━━━━━ DATASET RECORDS

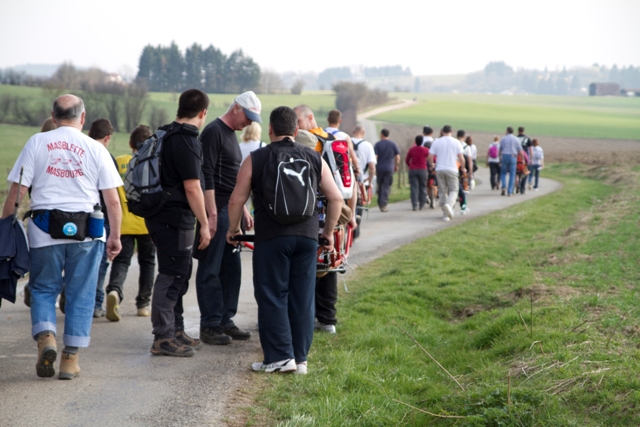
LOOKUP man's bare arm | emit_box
[226,157,253,244]
[102,187,122,261]
[1,183,27,219]
[184,179,211,250]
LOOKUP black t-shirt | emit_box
[148,122,203,227]
[199,118,242,210]
[517,134,532,151]
[251,139,322,244]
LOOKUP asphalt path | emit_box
[0,166,561,427]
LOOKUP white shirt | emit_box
[422,136,434,147]
[239,140,265,162]
[469,144,477,160]
[325,127,350,141]
[532,146,544,165]
[429,136,463,173]
[8,126,123,248]
[351,138,377,181]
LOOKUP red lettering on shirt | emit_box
[46,141,85,157]
[45,165,84,178]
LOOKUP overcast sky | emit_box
[2,0,639,77]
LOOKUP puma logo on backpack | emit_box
[263,139,317,225]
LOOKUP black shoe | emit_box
[501,188,506,196]
[150,337,195,357]
[200,326,232,345]
[175,330,203,350]
[222,325,252,341]
[59,289,66,314]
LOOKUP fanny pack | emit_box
[27,209,99,241]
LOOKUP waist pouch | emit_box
[29,210,90,241]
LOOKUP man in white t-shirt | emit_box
[351,124,377,183]
[1,94,123,380]
[427,125,466,222]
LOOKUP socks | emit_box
[63,346,79,355]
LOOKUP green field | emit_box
[375,93,640,140]
[252,164,640,426]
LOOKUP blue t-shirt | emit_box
[374,139,400,172]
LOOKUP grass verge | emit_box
[248,164,640,426]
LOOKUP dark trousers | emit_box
[106,234,156,308]
[458,183,467,208]
[253,236,317,364]
[315,272,338,325]
[489,162,501,189]
[408,169,428,208]
[146,220,193,340]
[377,170,394,207]
[195,206,242,329]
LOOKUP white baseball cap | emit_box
[235,91,262,123]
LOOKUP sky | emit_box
[2,0,639,77]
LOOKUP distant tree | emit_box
[224,50,260,93]
[609,64,619,83]
[136,45,156,87]
[52,62,79,89]
[259,69,284,94]
[124,83,148,132]
[94,81,126,131]
[484,61,513,77]
[318,67,352,89]
[184,43,205,89]
[364,65,412,78]
[570,75,581,94]
[149,106,169,131]
[291,79,305,95]
[555,77,568,95]
[413,77,421,93]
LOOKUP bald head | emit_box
[293,104,317,131]
[53,94,85,128]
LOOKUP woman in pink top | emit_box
[405,135,430,210]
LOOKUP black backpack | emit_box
[262,138,317,225]
[124,128,174,218]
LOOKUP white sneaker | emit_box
[295,362,308,375]
[442,215,450,222]
[314,321,336,334]
[461,207,470,215]
[251,358,297,373]
[443,204,454,219]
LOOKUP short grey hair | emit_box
[53,96,85,121]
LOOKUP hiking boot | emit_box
[295,361,308,375]
[412,205,417,211]
[501,188,506,196]
[314,321,336,334]
[93,308,105,318]
[137,306,151,317]
[59,289,66,314]
[175,330,202,350]
[251,358,296,373]
[200,326,232,345]
[59,352,81,380]
[380,206,388,212]
[106,291,121,322]
[23,285,31,308]
[36,331,57,378]
[150,337,195,357]
[222,325,252,340]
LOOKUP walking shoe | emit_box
[295,362,308,375]
[175,331,203,350]
[36,331,57,378]
[443,204,454,220]
[501,188,506,196]
[251,358,296,373]
[137,306,151,317]
[461,206,470,215]
[222,325,252,340]
[200,326,232,345]
[528,184,532,191]
[314,321,336,334]
[23,284,31,308]
[150,337,195,357]
[380,206,388,212]
[59,352,81,380]
[106,291,121,322]
[412,206,417,211]
[59,289,66,314]
[442,215,450,222]
[93,308,105,318]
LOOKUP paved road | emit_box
[0,166,560,427]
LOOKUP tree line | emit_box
[136,42,260,94]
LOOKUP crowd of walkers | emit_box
[0,89,545,380]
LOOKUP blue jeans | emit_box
[500,155,517,195]
[29,241,104,347]
[195,206,242,329]
[253,236,317,364]
[529,164,541,188]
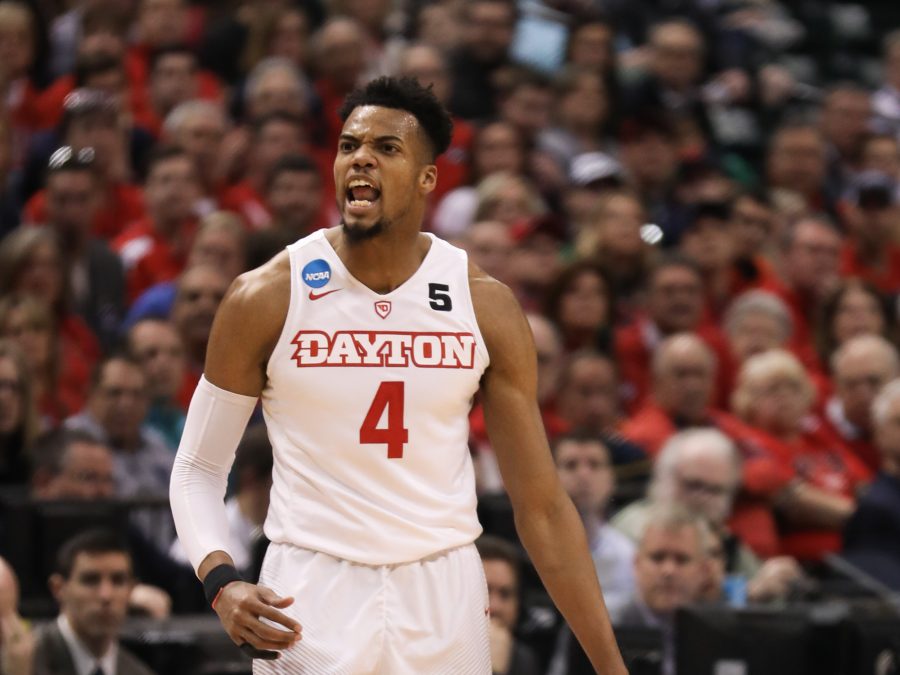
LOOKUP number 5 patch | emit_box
[428,283,452,311]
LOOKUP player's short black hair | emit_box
[338,76,453,161]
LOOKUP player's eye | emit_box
[382,144,398,153]
[339,141,355,152]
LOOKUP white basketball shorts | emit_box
[253,542,492,674]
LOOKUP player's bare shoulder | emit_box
[205,250,292,393]
[468,260,534,369]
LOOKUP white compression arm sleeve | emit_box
[169,375,258,575]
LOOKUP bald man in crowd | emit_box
[823,335,900,472]
[0,557,35,675]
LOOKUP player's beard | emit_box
[342,218,388,243]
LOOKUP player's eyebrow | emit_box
[339,133,405,145]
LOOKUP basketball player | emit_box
[170,77,626,674]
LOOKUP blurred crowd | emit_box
[1,0,900,673]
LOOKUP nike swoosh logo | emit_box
[308,288,342,300]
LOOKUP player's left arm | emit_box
[472,269,628,675]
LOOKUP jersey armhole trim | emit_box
[265,241,304,385]
[458,247,491,371]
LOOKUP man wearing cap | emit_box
[563,152,624,235]
[839,170,900,293]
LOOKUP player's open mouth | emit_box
[346,179,381,209]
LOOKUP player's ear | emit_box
[419,164,437,195]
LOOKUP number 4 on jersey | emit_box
[360,382,409,458]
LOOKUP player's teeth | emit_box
[350,199,372,207]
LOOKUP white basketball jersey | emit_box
[262,229,489,565]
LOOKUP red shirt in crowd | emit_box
[614,318,736,413]
[765,420,871,561]
[839,242,900,294]
[619,402,792,558]
[24,183,146,241]
[113,216,198,302]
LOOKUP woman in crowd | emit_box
[731,349,870,562]
[543,260,615,354]
[0,339,38,485]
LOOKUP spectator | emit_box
[839,171,900,294]
[170,425,272,578]
[723,291,794,367]
[873,29,900,134]
[563,152,625,241]
[843,379,900,588]
[622,19,718,141]
[0,118,19,240]
[539,67,612,174]
[0,1,48,157]
[822,335,900,473]
[133,44,205,138]
[0,294,90,425]
[765,121,831,215]
[543,261,614,354]
[574,189,652,315]
[732,349,869,561]
[820,84,872,193]
[775,216,843,368]
[616,113,680,240]
[23,89,146,240]
[264,154,326,237]
[473,172,547,228]
[728,190,779,265]
[0,340,36,486]
[448,0,517,121]
[34,529,155,675]
[612,429,802,599]
[241,56,310,124]
[219,111,308,230]
[546,431,636,675]
[617,505,711,675]
[816,279,894,368]
[456,220,514,285]
[311,18,367,149]
[860,133,900,185]
[614,255,733,411]
[0,555,35,675]
[34,148,126,350]
[161,99,227,210]
[64,354,173,499]
[496,66,553,150]
[170,264,230,382]
[122,210,247,332]
[30,428,116,500]
[553,431,636,618]
[397,43,475,204]
[554,351,647,472]
[114,145,202,301]
[127,318,188,449]
[0,226,101,368]
[474,536,541,675]
[431,120,526,237]
[240,5,311,76]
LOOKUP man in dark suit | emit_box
[33,529,156,675]
[843,380,900,589]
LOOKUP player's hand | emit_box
[488,618,513,674]
[213,581,302,659]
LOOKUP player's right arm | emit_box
[169,252,301,657]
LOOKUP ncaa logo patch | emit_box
[302,259,331,289]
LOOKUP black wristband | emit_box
[203,564,243,607]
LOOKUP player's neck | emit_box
[330,226,431,295]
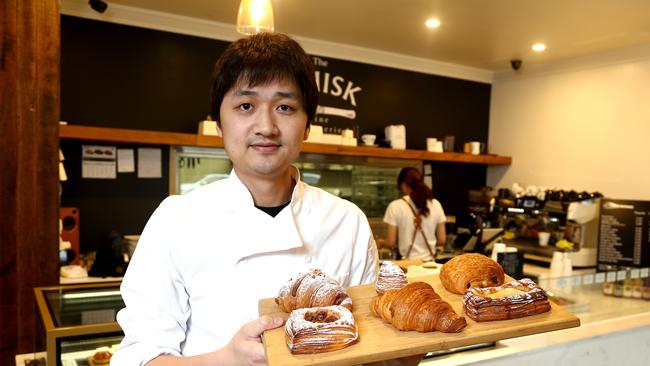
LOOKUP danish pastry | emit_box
[370,282,467,333]
[463,278,551,322]
[376,261,408,294]
[439,253,505,294]
[276,269,352,312]
[285,305,358,354]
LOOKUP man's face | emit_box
[219,78,309,181]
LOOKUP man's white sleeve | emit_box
[112,197,190,365]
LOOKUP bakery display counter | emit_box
[34,283,124,366]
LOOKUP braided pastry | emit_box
[464,278,551,322]
[370,282,467,333]
[376,261,408,294]
[439,253,505,294]
[275,269,352,312]
[285,305,358,354]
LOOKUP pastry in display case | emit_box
[34,282,124,366]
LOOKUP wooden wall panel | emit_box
[0,0,60,363]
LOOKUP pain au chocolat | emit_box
[439,253,505,294]
[285,305,358,354]
[463,278,551,322]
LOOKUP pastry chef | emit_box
[378,167,447,261]
[112,33,378,365]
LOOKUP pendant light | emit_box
[236,0,274,35]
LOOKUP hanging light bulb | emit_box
[237,0,274,35]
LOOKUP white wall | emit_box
[487,46,650,200]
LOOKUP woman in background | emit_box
[379,167,447,261]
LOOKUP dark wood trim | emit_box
[60,124,512,165]
[0,0,60,363]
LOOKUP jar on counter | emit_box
[623,279,634,298]
[602,281,614,296]
[613,282,624,297]
[643,286,650,301]
[632,280,643,299]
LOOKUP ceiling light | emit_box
[532,43,546,52]
[237,0,274,35]
[425,18,441,29]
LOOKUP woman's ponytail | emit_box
[397,167,434,216]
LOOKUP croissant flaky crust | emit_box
[376,261,408,294]
[285,305,358,354]
[439,253,505,294]
[370,282,467,333]
[463,278,551,322]
[275,269,352,312]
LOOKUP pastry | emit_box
[370,281,467,333]
[276,269,352,312]
[439,253,505,294]
[463,278,551,322]
[285,305,358,354]
[376,261,408,294]
[89,350,111,365]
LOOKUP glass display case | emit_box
[34,282,124,366]
[170,146,421,219]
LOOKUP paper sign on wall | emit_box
[117,149,135,173]
[137,148,162,178]
[82,145,116,179]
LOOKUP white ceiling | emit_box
[92,0,650,71]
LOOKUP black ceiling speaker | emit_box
[89,0,108,13]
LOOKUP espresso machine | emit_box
[564,199,600,267]
[497,188,602,268]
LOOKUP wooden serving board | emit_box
[258,275,580,366]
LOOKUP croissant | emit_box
[285,305,358,354]
[439,253,505,294]
[370,282,467,333]
[276,269,352,312]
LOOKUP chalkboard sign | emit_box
[598,198,650,270]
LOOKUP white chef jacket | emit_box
[112,167,378,365]
[383,196,446,261]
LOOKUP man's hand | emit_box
[147,316,284,366]
[222,316,285,366]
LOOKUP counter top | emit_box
[420,279,650,365]
[59,276,122,285]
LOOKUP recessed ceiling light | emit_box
[532,43,546,52]
[425,18,441,29]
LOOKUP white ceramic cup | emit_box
[538,232,551,247]
[426,138,438,152]
[491,242,507,261]
[433,141,444,152]
[361,134,376,145]
[562,252,573,276]
[550,251,564,278]
[470,141,481,155]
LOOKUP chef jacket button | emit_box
[304,256,312,263]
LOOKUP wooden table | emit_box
[258,275,580,366]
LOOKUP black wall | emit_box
[60,16,491,254]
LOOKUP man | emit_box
[112,32,378,365]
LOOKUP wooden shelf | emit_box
[59,124,512,165]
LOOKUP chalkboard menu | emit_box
[597,198,650,270]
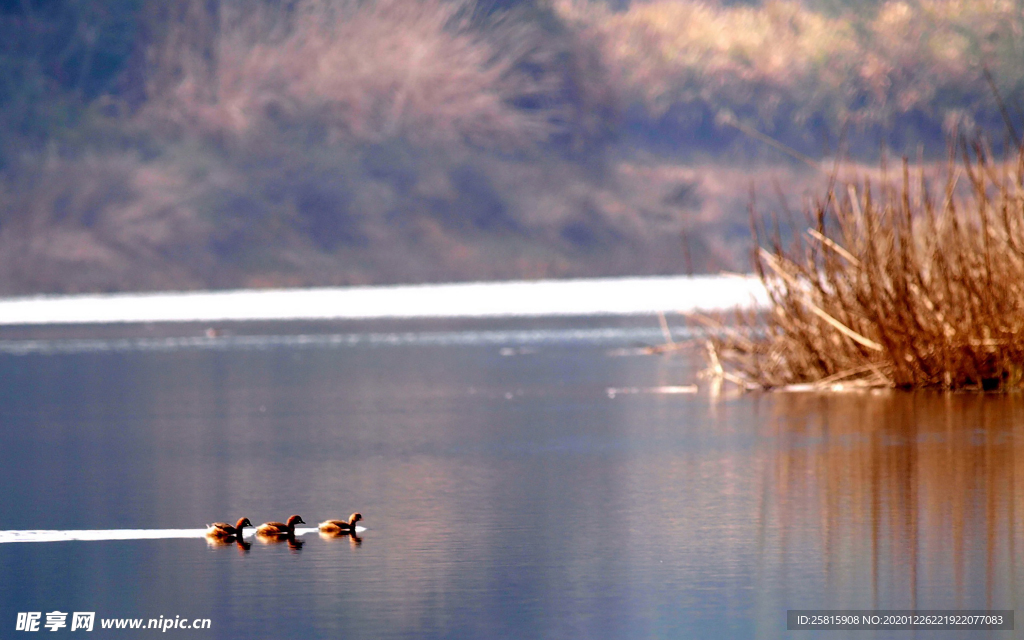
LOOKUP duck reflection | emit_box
[319,530,362,548]
[205,536,251,554]
[256,533,304,551]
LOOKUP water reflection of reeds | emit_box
[764,392,1024,609]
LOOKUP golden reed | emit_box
[712,140,1024,391]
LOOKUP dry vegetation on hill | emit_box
[557,0,1024,152]
[1,0,1022,293]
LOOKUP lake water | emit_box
[0,319,1020,639]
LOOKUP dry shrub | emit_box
[713,140,1024,391]
[144,0,555,149]
[0,153,215,293]
[557,0,856,122]
[859,0,1024,126]
[556,0,1024,142]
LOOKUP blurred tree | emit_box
[0,0,143,162]
[0,0,142,98]
[128,0,219,105]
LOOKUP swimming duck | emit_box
[256,515,306,537]
[205,517,252,539]
[318,512,363,535]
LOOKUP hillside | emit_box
[1,0,1020,293]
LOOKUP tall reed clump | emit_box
[711,140,1024,391]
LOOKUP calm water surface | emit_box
[0,322,1020,639]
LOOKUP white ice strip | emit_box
[0,528,329,543]
[0,275,768,325]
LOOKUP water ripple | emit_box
[0,327,708,355]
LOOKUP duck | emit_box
[318,512,363,535]
[205,517,252,539]
[255,515,306,538]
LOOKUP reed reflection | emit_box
[763,391,1024,608]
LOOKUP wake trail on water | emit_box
[0,527,363,543]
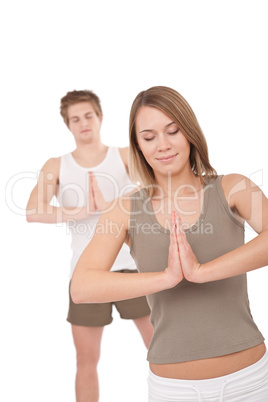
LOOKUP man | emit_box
[26,90,153,402]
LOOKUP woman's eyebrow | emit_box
[139,129,154,134]
[139,121,176,134]
[166,121,176,127]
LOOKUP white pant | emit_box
[148,351,268,401]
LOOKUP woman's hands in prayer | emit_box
[165,211,202,287]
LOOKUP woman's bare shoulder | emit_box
[221,174,250,205]
[100,195,131,229]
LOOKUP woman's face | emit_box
[135,106,191,178]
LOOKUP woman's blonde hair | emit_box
[129,86,217,195]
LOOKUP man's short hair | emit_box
[60,90,103,126]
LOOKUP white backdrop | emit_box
[2,1,268,401]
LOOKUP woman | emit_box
[71,86,268,401]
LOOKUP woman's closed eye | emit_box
[143,130,179,141]
[167,129,179,135]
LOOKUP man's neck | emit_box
[72,141,109,168]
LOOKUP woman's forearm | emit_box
[197,231,268,283]
[70,269,170,304]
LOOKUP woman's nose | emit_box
[158,135,171,151]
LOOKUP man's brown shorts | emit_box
[67,269,151,327]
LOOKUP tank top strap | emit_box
[104,146,127,171]
[106,146,118,159]
[59,152,72,168]
[207,174,244,228]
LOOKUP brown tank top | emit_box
[129,175,264,364]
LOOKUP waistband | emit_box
[148,350,268,401]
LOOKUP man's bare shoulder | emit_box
[40,157,61,181]
[43,156,61,168]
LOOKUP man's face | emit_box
[67,102,102,143]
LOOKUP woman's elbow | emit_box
[70,280,84,304]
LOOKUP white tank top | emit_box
[57,147,137,276]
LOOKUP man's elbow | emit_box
[26,211,40,223]
[26,203,38,222]
[26,211,35,223]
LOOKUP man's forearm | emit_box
[26,205,95,224]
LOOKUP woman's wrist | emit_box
[196,263,216,284]
[163,267,183,289]
[185,263,206,283]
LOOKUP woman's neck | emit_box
[154,171,203,199]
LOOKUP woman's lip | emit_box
[81,129,91,133]
[156,153,178,162]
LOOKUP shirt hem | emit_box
[147,335,265,364]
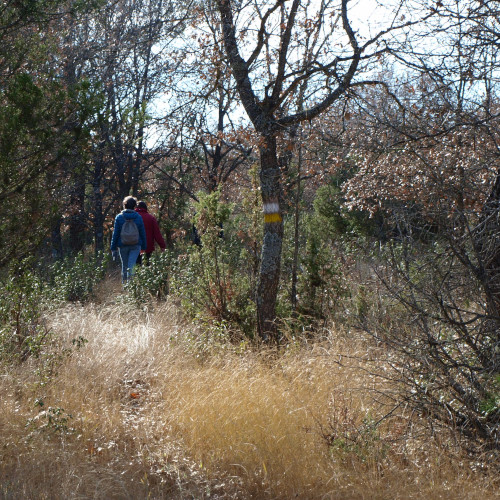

━━━━━━━━━━

▸ **WORK REQUEST**:
Please copy the lines exactly, beginning at the one containing "LOOKUP woman's neck | emit_box" and ending at the last line of the records above, both included, with the pictures left out.

▸ **RESPONSE BOX**:
LOOKUP woman's neck | emit_box
[154,171,203,199]
LOOKUP woman's lip | emit_box
[81,129,91,133]
[156,153,178,162]
LOOKUP shirt hem | emit_box
[147,335,265,364]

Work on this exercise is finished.